SET EXERCISE. Return each line of the material verbatim.

(Stored records)
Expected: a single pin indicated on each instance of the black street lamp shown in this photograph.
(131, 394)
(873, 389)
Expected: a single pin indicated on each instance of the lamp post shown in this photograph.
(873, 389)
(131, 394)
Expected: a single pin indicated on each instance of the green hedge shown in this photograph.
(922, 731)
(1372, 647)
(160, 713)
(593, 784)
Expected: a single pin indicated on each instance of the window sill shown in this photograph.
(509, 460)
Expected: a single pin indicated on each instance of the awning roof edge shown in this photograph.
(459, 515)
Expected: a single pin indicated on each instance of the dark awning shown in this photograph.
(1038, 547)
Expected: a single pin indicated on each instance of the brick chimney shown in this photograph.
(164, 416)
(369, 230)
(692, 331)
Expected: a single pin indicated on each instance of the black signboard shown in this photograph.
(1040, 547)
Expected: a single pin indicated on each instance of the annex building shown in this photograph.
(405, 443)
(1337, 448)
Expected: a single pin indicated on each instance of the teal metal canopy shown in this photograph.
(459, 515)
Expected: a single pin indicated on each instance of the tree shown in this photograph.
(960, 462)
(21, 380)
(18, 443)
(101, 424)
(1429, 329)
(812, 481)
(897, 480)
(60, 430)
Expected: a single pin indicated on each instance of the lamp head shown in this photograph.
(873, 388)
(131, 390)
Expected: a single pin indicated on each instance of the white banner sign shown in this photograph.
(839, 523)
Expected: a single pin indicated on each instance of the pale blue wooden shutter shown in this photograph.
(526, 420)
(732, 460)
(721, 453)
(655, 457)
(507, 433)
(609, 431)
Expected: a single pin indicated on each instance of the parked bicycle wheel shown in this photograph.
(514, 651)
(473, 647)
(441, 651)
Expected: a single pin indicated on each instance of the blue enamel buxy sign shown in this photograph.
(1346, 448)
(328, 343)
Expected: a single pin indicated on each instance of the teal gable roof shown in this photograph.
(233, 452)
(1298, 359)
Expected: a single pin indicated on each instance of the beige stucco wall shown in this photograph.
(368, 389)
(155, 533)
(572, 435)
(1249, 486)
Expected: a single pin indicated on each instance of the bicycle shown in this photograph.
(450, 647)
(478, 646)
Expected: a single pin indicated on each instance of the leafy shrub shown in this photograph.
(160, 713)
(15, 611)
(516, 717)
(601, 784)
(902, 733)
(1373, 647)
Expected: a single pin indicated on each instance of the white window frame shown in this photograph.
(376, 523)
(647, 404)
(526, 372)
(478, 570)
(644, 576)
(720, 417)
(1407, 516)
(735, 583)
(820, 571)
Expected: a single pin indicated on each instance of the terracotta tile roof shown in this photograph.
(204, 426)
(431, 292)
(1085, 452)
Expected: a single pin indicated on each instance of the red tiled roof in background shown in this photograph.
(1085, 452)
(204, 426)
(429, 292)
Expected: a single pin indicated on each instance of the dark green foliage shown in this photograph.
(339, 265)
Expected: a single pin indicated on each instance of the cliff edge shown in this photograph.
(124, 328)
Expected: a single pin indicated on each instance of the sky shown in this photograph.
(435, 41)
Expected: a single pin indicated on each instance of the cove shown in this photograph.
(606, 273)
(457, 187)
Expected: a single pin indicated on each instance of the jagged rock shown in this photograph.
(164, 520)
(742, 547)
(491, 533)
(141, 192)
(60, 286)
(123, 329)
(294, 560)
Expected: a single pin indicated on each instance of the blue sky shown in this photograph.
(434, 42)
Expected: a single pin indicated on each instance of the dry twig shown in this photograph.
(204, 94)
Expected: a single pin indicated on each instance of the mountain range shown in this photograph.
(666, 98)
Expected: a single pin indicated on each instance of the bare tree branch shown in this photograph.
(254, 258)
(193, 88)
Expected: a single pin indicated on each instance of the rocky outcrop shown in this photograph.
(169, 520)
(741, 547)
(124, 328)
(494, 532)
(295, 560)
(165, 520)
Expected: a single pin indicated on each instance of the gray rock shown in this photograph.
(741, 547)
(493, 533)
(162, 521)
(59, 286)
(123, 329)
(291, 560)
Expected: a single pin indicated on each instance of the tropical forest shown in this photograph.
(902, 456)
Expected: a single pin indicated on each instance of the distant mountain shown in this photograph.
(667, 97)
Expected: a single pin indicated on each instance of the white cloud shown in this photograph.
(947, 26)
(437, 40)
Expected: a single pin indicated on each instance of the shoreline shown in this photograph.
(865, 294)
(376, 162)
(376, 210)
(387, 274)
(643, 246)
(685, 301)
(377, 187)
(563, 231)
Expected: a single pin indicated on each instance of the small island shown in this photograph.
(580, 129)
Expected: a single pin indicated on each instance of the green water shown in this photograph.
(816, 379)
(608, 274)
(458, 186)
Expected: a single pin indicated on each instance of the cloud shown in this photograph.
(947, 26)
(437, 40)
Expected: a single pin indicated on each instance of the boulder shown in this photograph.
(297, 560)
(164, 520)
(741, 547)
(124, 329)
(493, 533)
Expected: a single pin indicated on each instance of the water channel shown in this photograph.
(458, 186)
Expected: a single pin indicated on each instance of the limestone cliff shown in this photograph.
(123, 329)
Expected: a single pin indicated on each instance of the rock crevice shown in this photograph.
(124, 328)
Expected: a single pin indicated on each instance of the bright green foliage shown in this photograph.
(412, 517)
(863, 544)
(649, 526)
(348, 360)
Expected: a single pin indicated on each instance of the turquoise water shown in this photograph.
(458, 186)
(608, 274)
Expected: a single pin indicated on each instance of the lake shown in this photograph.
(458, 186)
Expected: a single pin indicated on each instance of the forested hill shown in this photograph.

OUTPUT FOR THIS TASK.
Expected: a single pin indicated on each instance of the black street lamp shown in this photograph.
(131, 394)
(873, 389)
Expected: a single pin indicated on each instance of the lamp post shown in this photograph.
(873, 389)
(131, 394)
Expected: a single pin indicated on each instance of the green hedge shown in this photograph.
(922, 731)
(1372, 647)
(160, 713)
(593, 784)
Expected: a single pin indicated on each instance of the window sill shown in this photograph.
(509, 460)
Expected: a single pin indicated on each instance of the awning roof edge shown in this photograph.
(459, 515)
Expected: a single pin indicated on each instance of the dark awning shown in this photograph.
(1038, 547)
Expected: a single pin indicated on each instance of the brick chimney shown in this photograph.
(164, 416)
(369, 230)
(692, 331)
Expected: a single pin indicated on each instance of the black signboard shown in this photograph.
(1040, 547)
Expected: a single pin indicated on each instance of the annex building shown in this photograph.
(405, 443)
(1337, 448)
Expected: a single pin indicated on each instance of the teal metal canopy shown in this photograph.
(459, 515)
Expected: a single pin indicated on each instance of the tree shown in this photograph.
(960, 462)
(21, 380)
(18, 443)
(101, 424)
(1429, 329)
(812, 481)
(897, 480)
(60, 430)
Expected: a single pin indicated on each instance of the lamp head shown in this photograph.
(873, 388)
(131, 390)
Expected: a single pin indicated on each instance of the white banner sign shown in this photograph.
(839, 523)
Expected: a single pin indicated on each instance of the pale blue wooden shutter shown in this photograph.
(526, 420)
(732, 460)
(721, 453)
(655, 457)
(507, 433)
(609, 431)
Expected: a single pin indicated on each instance of the parked bicycle wheel shown in this photograph.
(514, 651)
(473, 647)
(441, 651)
Expected: a single pin indicated on each instance of the blue enamel buxy sign shown in this photograph.
(1346, 448)
(328, 343)
Expected: a single pin indicated on each instance of the teal gable roof shown in this photograph.
(233, 452)
(1298, 359)
Expected: a single pin indicated on each instance of the beige stucco wall shown in this photograph.
(368, 389)
(155, 533)
(572, 435)
(1249, 486)
Expected: a single pin indicated on each instance of the bicycle shown in this photograph.
(450, 647)
(478, 646)
Expected: a single pin indicated on each instance of the leafy shrub shown in this photograph.
(160, 713)
(15, 611)
(516, 717)
(601, 784)
(902, 733)
(1373, 647)
Expected: a single pin indicated on each instance of the white window frame shown in this photograph.
(376, 523)
(647, 404)
(526, 372)
(478, 570)
(644, 576)
(720, 417)
(1407, 516)
(735, 583)
(820, 571)
Expected: a single pin indicated on each instance of the terracotta tile roof shown in this photograph.
(204, 426)
(431, 292)
(1085, 452)
Expected: a single pin indicated on each instance of the red tiled roof in background shown in this photograph.
(1085, 452)
(204, 426)
(429, 292)
Expected: a single pin indicated on each instance of the dark green foliage shown in this photograph.
(339, 265)
Expected: a single pin indicated on each instance of the cliff edge shown in this photograph.
(124, 328)
Expected: a single pin indicated on each instance of the sky shown in this photograph.
(435, 41)
Expected: a single pin indicated on each instance of the cove shown in this photograph.
(606, 273)
(457, 187)
Expected: a single pin indicated on each instance of the jagged rock shown in this photograph.
(164, 520)
(742, 547)
(491, 533)
(141, 192)
(60, 286)
(123, 329)
(294, 560)
Expected: a single pin indicated on each instance of the blue sky shown in this photograph.
(434, 42)
Expected: a single pin indicated on each instance of the dry twig shown in this photograph.
(204, 94)
Expected: a single pin indicated on each instance of the mountain range shown in this photograph.
(666, 98)
Expected: a single pin indicated on each instance of the bare tree branch shown in this photograph.
(254, 258)
(193, 88)
Expected: a single pin indicated on each instance of the rocky outcrop shown in this photograph.
(169, 520)
(741, 547)
(124, 328)
(494, 532)
(295, 560)
(165, 520)
Expected: a single pin indicated on each instance of the gray rock shown in this photograph.
(741, 547)
(493, 533)
(162, 521)
(59, 286)
(123, 329)
(291, 560)
Expected: a single pin indicated on each instance of the tropical forest shown in this photograph.
(902, 456)
Expected: a single pin indicated on each instance of the distant mountain shown in this photograph.
(667, 97)
Expected: a single pin indicated on each instance of the white cloud shown in this photograph.
(947, 26)
(437, 40)
Expected: a single pin indicated on each instance of the shoreline shown in this photograph.
(865, 294)
(376, 162)
(376, 210)
(387, 274)
(643, 246)
(685, 301)
(377, 187)
(563, 231)
Expected: a single pin indicated on each instance of the small island shown in this photograph.
(580, 129)
Expected: a single pin indicated on each instance of the green water shown in this photograph.
(816, 379)
(608, 274)
(458, 186)
Expected: a single pin indicated on each instance of the cloud shown in this photograph.
(947, 26)
(437, 40)
Expected: a single pin indicated on each instance of the boulder shown in this photograph.
(297, 560)
(164, 520)
(741, 547)
(124, 329)
(493, 533)
Expected: a single pin indicated on each instance of the water channel shown in this photograph.
(458, 186)
Expected: a single pin indicated on each instance of the limestone cliff shown in this photograph.
(123, 329)
Expected: a single pin indicated on each instance of the rock crevice shown in this photograph.
(124, 328)
Expected: a single pin indicated on each instance of the bright green foliage shown in this photograph.
(412, 517)
(863, 544)
(649, 526)
(348, 360)
Expected: a single pin indicated on each instance of the turquoise water shown in this photograph.
(458, 186)
(608, 274)
Expected: a single pin indicated on each instance of the lake shown in this photograph.
(458, 186)
Expected: a single pin indicated on each instance of the forested hill shown in this photograph.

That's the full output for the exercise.